■ **Task instructions**:
**a.** Print the passage of the mixed-model text from "What happens when" up to and including "a main effect).".
**b.** In the mixed-model text, which function from the afex package is named as a way to obtain p-values for main effects?
-- begin Source text --
2

I am fitting a linear mixed effect model (using lmer), and want to obtain p-values via model comparison. As far as I understand it, the procedure is: (i) create a nested model identical to the big model minus one of the variables you want to test; (ii) compare the big model to the nested model, the p-value of this comparison is attributed to the excluded variable; (iii) repeat this for each of the variables (i.e. each nested model is compared to the big model).

What happens when I test for a main effect, and the model includes an interaction term of this factor with some other factor? I learned from other threads it is wrong to have higher-level terms without lower-level ones (this one, or this one, but my mathematical understanding is limited). And yet, it seems that model comparison is standardly done to obtain p-values of main effects even when interaction terms are included (e.g. by using the function mixed() from the afex package with the LRT method, or manually constructing a nested model with an itneraction but without a main effect).
-- end Source text --
-- begin Extracted entries --
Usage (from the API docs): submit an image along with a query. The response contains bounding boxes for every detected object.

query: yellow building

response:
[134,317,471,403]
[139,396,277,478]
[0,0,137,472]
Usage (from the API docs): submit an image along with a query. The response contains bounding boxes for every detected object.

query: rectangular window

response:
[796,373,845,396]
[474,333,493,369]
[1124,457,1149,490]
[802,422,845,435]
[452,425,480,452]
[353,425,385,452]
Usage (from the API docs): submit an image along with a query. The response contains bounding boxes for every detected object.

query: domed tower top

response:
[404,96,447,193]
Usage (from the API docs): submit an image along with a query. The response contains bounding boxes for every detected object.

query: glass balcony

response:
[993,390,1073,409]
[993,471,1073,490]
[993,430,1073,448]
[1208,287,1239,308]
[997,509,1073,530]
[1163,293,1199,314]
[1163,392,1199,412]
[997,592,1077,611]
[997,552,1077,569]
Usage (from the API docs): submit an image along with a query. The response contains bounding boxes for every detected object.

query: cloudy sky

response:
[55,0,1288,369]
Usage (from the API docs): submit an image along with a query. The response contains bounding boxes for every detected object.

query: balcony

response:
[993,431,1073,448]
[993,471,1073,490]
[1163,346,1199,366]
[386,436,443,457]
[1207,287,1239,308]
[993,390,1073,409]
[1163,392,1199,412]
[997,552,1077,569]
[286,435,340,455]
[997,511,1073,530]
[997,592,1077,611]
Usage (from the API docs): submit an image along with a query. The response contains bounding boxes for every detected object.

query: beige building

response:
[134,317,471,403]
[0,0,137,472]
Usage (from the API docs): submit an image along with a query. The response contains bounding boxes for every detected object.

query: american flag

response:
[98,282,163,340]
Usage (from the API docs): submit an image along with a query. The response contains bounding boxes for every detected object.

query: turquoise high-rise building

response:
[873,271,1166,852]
-- end Extracted entries --
■ **Completed exercise**:
**a.**
What happens when I test for a main effect, and the model includes an interaction term of this factor with some other factor? I learned from other threads it is wrong to have higher-level terms without lower-level ones (this one, or this one, but my mathematical understanding is limited). And yet, it seems that model comparison is standardly done to obtain p-values of main effects even when interaction terms are included (e.g. by using the function mixed() from the afex package with the LRT method, or manually constructing a nested model with an itneraction but without a main effect).

**b.** The function mixed(), used with the LRT method.